**Exercises to complete**:
A. Please translate this sentence from the vineyard comments into Spanish: "Do the results of his work and philosophy – his wines – speak for themselves?"
B. Carry on the vineyard comments from their final sentence with a few more lines in the same voice.

**Page**:
★ ★ ★ ★ ★

May 27, 2011 at 8:23 am
Gosh! While his aims are the same as many of us – keep the soils alive and attain balance in the vineyard – his view of how things work (AKA science) reads like a fantasy novel. The scary thing is that he slips in scientific terms like gravity, photosynthesis, wavelengths and catalysts without any true understanding of what they mean or what they do.
May 27, 2011 at 10:56 am
Certainly the words on the page don’t truly convey his passion and vivacity and his deeply thought-out views. Do the results of his work and philosophy – his wines – speak for themselves?

★ ★ ★ ★ ★

**Information shown**:
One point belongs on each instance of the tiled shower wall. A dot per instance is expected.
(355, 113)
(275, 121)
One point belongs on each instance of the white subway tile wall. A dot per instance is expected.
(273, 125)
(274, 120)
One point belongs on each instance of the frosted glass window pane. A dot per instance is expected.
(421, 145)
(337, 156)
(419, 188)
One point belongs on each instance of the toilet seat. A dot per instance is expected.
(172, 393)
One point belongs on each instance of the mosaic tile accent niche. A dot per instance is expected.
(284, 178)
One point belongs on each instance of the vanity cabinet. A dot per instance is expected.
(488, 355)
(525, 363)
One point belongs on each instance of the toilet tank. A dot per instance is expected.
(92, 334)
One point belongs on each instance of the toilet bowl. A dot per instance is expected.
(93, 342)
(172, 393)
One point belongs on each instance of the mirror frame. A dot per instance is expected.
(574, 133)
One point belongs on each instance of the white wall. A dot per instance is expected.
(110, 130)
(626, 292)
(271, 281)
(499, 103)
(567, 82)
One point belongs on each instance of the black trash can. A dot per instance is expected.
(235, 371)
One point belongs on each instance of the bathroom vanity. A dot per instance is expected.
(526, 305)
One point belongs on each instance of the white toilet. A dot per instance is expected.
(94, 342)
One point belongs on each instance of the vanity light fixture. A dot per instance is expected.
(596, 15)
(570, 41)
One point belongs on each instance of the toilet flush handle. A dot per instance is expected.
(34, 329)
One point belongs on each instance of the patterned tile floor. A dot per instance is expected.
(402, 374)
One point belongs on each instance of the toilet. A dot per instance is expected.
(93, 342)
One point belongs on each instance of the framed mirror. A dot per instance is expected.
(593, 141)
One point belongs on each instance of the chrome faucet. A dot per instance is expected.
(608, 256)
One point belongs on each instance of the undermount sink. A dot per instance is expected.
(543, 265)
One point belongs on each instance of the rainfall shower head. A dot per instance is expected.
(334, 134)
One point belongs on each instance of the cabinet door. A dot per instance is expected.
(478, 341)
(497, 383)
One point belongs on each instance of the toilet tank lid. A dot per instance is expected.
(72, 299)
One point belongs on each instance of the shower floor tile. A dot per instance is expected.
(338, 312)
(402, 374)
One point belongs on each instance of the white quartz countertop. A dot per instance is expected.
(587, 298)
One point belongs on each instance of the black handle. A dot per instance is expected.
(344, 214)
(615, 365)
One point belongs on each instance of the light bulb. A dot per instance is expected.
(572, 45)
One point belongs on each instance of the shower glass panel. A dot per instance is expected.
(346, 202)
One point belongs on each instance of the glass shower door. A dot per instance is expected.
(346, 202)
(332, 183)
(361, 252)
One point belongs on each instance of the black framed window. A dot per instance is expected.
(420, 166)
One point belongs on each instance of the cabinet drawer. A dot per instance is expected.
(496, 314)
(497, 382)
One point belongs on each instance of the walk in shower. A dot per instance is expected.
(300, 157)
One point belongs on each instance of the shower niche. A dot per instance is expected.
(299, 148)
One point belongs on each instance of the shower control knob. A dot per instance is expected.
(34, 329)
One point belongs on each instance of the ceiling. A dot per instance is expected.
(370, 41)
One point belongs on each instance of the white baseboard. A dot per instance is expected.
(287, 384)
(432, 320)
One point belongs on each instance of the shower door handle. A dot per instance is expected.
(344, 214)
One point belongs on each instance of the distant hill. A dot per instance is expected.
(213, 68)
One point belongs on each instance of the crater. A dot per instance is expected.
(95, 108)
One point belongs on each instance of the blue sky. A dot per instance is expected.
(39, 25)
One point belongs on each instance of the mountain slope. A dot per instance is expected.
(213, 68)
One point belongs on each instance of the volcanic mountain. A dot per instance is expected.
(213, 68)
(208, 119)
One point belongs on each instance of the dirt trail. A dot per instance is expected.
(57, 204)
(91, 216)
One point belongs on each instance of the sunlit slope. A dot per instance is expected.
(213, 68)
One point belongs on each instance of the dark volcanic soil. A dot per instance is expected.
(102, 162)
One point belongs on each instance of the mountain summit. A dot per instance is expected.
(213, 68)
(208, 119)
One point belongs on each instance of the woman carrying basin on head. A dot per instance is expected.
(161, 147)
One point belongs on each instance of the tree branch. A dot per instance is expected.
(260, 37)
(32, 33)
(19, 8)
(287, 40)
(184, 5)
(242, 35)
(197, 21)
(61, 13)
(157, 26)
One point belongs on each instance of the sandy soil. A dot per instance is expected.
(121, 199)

★ ★ ★ ★ ★

**Responses by task**:
A. ¿Los resultados de su trabajo y de su filosofía —sus vinos— hablan por sí solos?

B.
May 30, 2011 at 3:12 pm
Mr. Joly’s claim that taste and smell are not tangible shows his lack of understanding of chemical analysis – it is possible to identify and isolate the chemical components that produce taste and smell in wine. There are thousands of such possible components, and the work is difficult, but such successes as identifying two of the common chemicals producing cork taint (TCA, which is 2,4,6-trichloroanisole, and MDMP, which is 2-methoxy-3,5-dimethylpyrazine), which are bothersome at levels in the low nanogram per liter levels in wine, is a modern scientific accomplishment in tangibility. Of course, I am a scientist, and I agree with Jon Hesford – Nicolas Joly’s verbal fluff is scary.